* _Stated task 1_
According to the post about the NBA's Winter Meeting at Bucks County Community College, on what dates will the 2015 meeting take place?
* _Stated task 2_
Extend the post about the NBA's Winter Meeting at Bucks County Community College with the next few sentences, picking up right after its final line.

* _Document segment_
..............................

Conferences

Bucks County Community College Sets Rural Stage for NBA’s 2014 Winter Meeting!

Posted by on Feb 5, 2014 in barn education, Barn Preservation, Conferences, Events | 2 comments

**Our 2014 Winter Meeting was canceled due to inclement weather, but the NBA is trying to partner with BCCC once again in 2015!  This time around, the meeting will take place on February 21-22, 2015.

This guest post comes from Patricia Fisher-Olsen, Coordinator of the Historic Preservation Program  and lecturer at Bucks County Community College (BCCC) in eastern Pennsylvania.  This year BCCC has agreed to host the NBA’s Winter Meeting at their 200-acre Newtown campus where several of the school’s NRHP-listed buildings have been re-adapted to serve as classrooms – enhancing the learning environment for all its visitors!  From 11:30 am to 1:30 pm, Saturday, February 15th, the NBA’s Winter Meeting is open to the public.  We encourage any barn enthusiasts in the vicinity to join us as we learn more about barns in the region and what all the students at BCCC are doing to save them!  The lecturers are free though small donations to help cover the cost of lunch are welcome.

..............................

* _Raw data_
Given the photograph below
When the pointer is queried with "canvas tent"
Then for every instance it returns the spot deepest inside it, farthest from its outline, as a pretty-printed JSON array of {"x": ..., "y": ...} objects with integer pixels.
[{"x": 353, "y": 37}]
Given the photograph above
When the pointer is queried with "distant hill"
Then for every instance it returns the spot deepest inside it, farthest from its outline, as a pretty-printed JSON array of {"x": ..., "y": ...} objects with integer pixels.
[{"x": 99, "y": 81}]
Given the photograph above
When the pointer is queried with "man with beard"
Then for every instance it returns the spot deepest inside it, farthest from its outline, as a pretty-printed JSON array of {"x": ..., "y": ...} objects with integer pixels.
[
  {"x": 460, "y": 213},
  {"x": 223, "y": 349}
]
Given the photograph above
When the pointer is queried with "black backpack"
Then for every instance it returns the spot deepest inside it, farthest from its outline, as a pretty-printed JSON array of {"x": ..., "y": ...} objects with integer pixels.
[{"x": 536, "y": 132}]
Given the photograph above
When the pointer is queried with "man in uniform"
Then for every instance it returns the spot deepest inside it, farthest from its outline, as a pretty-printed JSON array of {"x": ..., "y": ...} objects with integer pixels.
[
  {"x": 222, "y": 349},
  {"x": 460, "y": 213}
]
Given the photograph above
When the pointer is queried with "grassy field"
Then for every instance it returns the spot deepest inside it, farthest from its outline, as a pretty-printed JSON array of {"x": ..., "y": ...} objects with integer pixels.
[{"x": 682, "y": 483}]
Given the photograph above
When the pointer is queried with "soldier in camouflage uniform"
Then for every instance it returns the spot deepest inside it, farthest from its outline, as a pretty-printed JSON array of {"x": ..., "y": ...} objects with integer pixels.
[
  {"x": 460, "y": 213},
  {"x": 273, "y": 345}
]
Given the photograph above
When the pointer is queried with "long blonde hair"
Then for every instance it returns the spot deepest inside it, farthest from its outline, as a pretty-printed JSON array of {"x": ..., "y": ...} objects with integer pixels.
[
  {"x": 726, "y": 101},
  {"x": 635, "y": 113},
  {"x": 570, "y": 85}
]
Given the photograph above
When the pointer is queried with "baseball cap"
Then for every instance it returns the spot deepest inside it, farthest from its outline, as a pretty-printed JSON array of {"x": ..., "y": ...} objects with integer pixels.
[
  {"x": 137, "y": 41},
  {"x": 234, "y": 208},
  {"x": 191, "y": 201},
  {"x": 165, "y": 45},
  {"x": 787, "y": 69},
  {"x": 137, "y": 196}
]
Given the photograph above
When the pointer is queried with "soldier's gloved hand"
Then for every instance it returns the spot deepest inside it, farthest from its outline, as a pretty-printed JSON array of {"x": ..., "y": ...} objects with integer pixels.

..............................

* _Task output 1_
February 21-22, 2015.

* _Task output 2_
In 1991, BCCC became the first school in the country to offer a 24-credit Certificate Program in Historic Preservation and since then the campus program has grown and expanded online, offering students the unique opportunity to complete their Historic Preservation Certificate entirely over the Internet. Students opting to take courses on our Newtown campus will find them immersed in a working preservation laboratory. Classes and lectures are taught in buildings listed on the National Register of Historic Places, surrounded by historic landscapes and formal gardens. Students opting to take courses through our online campus will find themselves immersed in the preservation laboratory of their own communities.  The online courses are designed to leverage the historic resources in all areas of the country.

BCCC Students at Work Documenting Best Barn.

BCCC Students at Work Documenting Best Barn.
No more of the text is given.